# How much is too much in terms of HQ point cost?



## scscofield (May 23, 2011)

Depending on gearing you can kit out various HQ's to the point that they cost more than a Land Raider. Then there are the special named HQ's that do cost more than Land Raiders. So the question is, how much is too much in terms of HQ point cost?

I personally run a Thunderwolf mounted Wolf Lord that can range from 250-290 points depending on what items I put on him. I love the character but I also feel required to give him some Thunderwolf Calvary as escorts. This boosts the cost of him beyond 500 points in terms of my list. 

Do I feel it is worth it? Definitely, I love the durability of the Lord and his buddies, and the combat punch. I do have to build my list to support this.

So how much is too much for your list? Is there exceptions to this?


----------



## Vaz (Mar 19, 2008)

Can you find any room in your army that removing all those upgrades cannot fit. Can those additional points spent do more for the army than simply hitting harder or keeping it alive longer?

For example; Dark Eldar Archons can run up quite the bill. Conversely, my Venom-spam list (consigned to the grave) has a 50pt HQ. Venomspam requires maximising bodies (or splinters, rather); spending a further 100 on keeping something alive that's not doing much for the army is a waste.


----------



## scscofield (May 23, 2011)

So cut points as much as possible to increase numbers is your mind set. Is there a HQ that breaks this mold for you?


----------



## Serpion5 (Mar 19, 2010)

The Hive Tyrant exemplifies this problem. On one hand, he can become a fast moving engine of death that will comfortably spell doom for half of my opponent's army if he can just make it to the other side of the board. 

On the other, one failed charge roll or a successful seize the initiative test for my opponent can often stick him in the open with no defense for an entire turn. From a defensive standpoint, he's just too damn fragile for that without a few hundred points more spent on support units to up his survivability (re: Tervigon to cast Catalyst and venomthropes to give a cover save) so this is often something I dwell on when making a list. 

Conversely, I love the humble Necron Overlord. With or without upgrades, or even with just one or two extra items, he is a boon to your army no matter what you do with him.


----------



## ChaosRedCorsairLord (Apr 17, 2009)

It depends on the army. Some have HQs that are cheap and decent (farseer) whilst others can be awesome, but need to spend a bit more (Tau commander).

Having said that if you're spending more than 1/5 of you pts on one or two models you're probably wasting some points. Troops win games.


----------



## Archon Dan (Feb 6, 2012)

I find the 1/5 rule mentioned above is a good guideline. More bodies, attacks, wounds or shots are almost always better. But if those points cause more benefit on the HQ then you can reach a tipping point. Putting a Res Orb with a Necron unit is often better than adding a couple more soldiers to the army. Just like having a full Warlock Council may be worth those 350 points if it means their Powers can cripple the enemy. But you need other supporting units for those high target HQs; just like you can't leave that Land Raider or expensive Flyer on its own.


----------



## dragonkingofthestars (May 3, 2010)

you have a problem with HQ's.

__Data__
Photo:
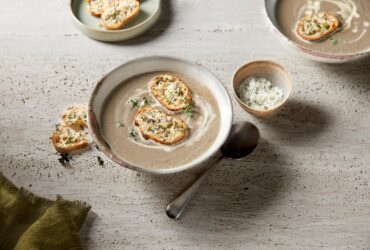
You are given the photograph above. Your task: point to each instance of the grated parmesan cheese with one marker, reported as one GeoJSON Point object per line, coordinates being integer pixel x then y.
{"type": "Point", "coordinates": [259, 93]}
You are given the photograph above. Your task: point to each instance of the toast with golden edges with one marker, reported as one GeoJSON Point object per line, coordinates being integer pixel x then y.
{"type": "Point", "coordinates": [66, 139]}
{"type": "Point", "coordinates": [171, 92]}
{"type": "Point", "coordinates": [318, 26]}
{"type": "Point", "coordinates": [75, 117]}
{"type": "Point", "coordinates": [160, 127]}
{"type": "Point", "coordinates": [120, 13]}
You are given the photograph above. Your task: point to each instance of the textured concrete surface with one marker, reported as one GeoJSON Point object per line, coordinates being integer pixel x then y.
{"type": "Point", "coordinates": [305, 187]}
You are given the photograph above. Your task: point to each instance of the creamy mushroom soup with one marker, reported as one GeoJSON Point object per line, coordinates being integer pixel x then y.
{"type": "Point", "coordinates": [126, 141]}
{"type": "Point", "coordinates": [354, 35]}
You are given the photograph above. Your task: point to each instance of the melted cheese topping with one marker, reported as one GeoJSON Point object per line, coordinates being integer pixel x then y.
{"type": "Point", "coordinates": [317, 24]}
{"type": "Point", "coordinates": [172, 90]}
{"type": "Point", "coordinates": [69, 136]}
{"type": "Point", "coordinates": [119, 11]}
{"type": "Point", "coordinates": [75, 117]}
{"type": "Point", "coordinates": [158, 124]}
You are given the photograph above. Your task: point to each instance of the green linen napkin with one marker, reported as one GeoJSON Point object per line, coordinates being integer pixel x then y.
{"type": "Point", "coordinates": [28, 222]}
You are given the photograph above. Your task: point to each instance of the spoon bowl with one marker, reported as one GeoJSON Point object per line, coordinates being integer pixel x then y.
{"type": "Point", "coordinates": [242, 140]}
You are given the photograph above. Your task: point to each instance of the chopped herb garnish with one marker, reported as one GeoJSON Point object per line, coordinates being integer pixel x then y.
{"type": "Point", "coordinates": [132, 132]}
{"type": "Point", "coordinates": [134, 103]}
{"type": "Point", "coordinates": [119, 125]}
{"type": "Point", "coordinates": [145, 102]}
{"type": "Point", "coordinates": [333, 40]}
{"type": "Point", "coordinates": [100, 161]}
{"type": "Point", "coordinates": [188, 111]}
{"type": "Point", "coordinates": [64, 159]}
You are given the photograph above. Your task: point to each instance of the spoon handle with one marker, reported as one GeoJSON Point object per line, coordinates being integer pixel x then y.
{"type": "Point", "coordinates": [175, 208]}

__Required actions__
1. In the forum thread on HQ point costs, why does Vaz call spending another 100 points on keeping the Venom-spam list's HQ alive a waste? Answer in one to three sentences.
2. Pick up the forum thread on HQ point costs after its last post and write what follows.

__Solved problems__
1. Vaz says a Venom-spam list depends on maximizing bodies, or more precisely splinters. Putting a further 100 points into keeping alive an HQ that isn't doing much for the army takes points away from that goal, so it is a waste.

2.
on the one hand, you need to equip them a fair bit in order to keep the alive enough to use your warlord trait, which can or can not be very useful. on the other hand, the more you spend on them, "da less boyz youz geten." so for me, I give my guy just enough to handle most things, (this means storm bolter+power halberd) and then have him pal around with a squad with enough shooting power to kill enemy's that are choppyer then him before they get close.

It should be note that some characters, mostly psykers, can earn there point back ten fold if used correctly with buffs and raw killing power. In those drop a few more points in them in order to keep the alive to do there thing. 

but generally, cheap is good.

I think, I've yet to play a game so i may just be blowing smoke.


----------



## Loli (Mar 26, 2009)

I think it all depends upon what you get for your points and how useful it actually is in relation to points.


----------



## falcoso (Apr 7, 2012)

Yeah I generally try and cap it at 1/4 of the army (it rarely even gets to that point) and certainly nor mare than 200pts on a single model unless they are more than that without upgrades beause I prefer more models than tough models otherwise I get the sense that I wasted point on certain upgrades, especially if it is one use


----------



## Xabre (Dec 20, 2006)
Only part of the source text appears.